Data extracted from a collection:
* * *

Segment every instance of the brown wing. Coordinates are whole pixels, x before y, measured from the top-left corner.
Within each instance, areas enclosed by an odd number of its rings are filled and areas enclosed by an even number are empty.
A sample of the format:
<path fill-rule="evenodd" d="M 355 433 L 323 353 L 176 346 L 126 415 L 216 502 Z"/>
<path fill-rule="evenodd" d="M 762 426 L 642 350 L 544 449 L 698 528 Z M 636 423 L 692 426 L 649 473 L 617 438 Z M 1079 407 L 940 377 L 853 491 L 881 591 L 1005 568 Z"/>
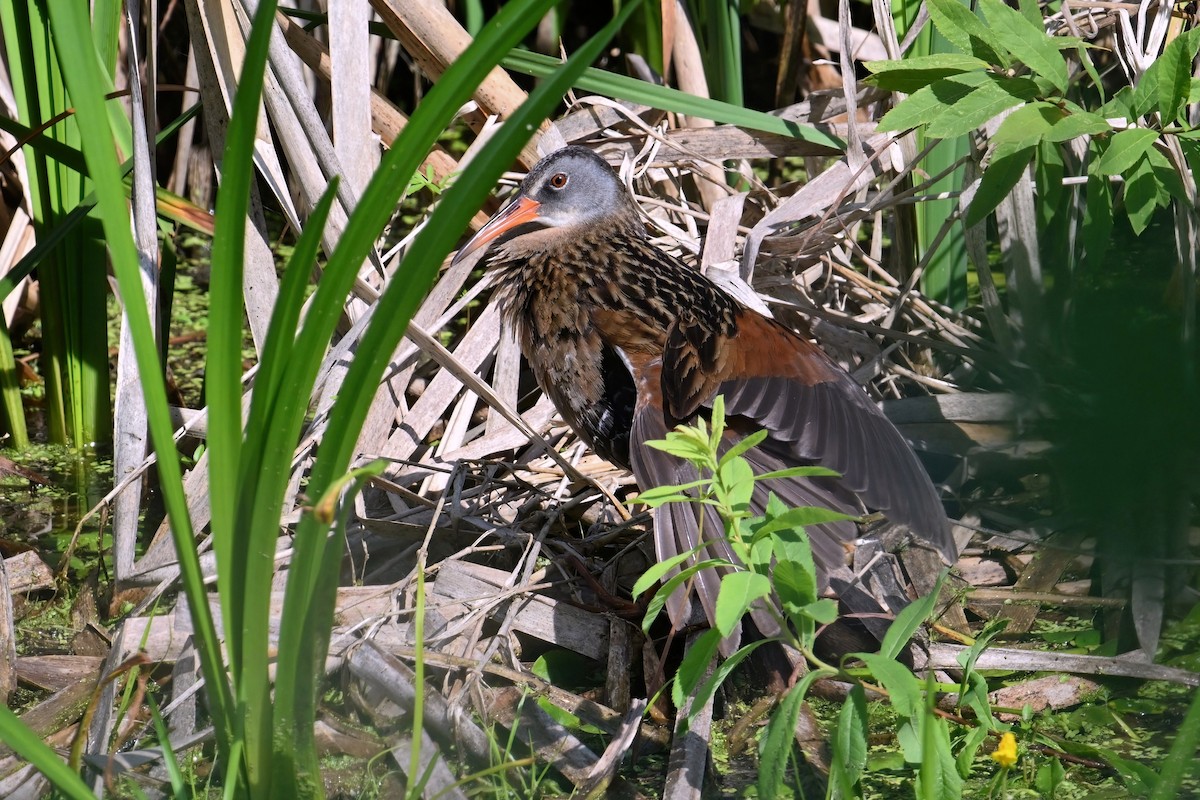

* * *

### AIM OF THE EXERCISE
Render every line of the entries above as a JSON list of strings, one string per line and no blank lines. Leave the pictures out of the answer.

### RESPONSE
[
  "Segment every instance of the brown wing. Coordinates are whole pixels, x before y, measured from the top-left corner.",
  "Within each instance, areas enclosed by an odd number of its rings are filled and areas enclosed by an even number are empty.",
  "A sample of the format:",
  "<path fill-rule=\"evenodd\" d=\"M 355 433 L 323 353 L 176 346 L 126 415 L 216 502 Z\"/>",
  "<path fill-rule=\"evenodd\" d=\"M 762 426 L 642 350 L 544 449 L 698 528 Z M 636 423 L 692 426 L 649 473 L 617 438 Z M 1079 407 L 940 377 L 853 491 L 881 591 L 1005 568 Z\"/>"
]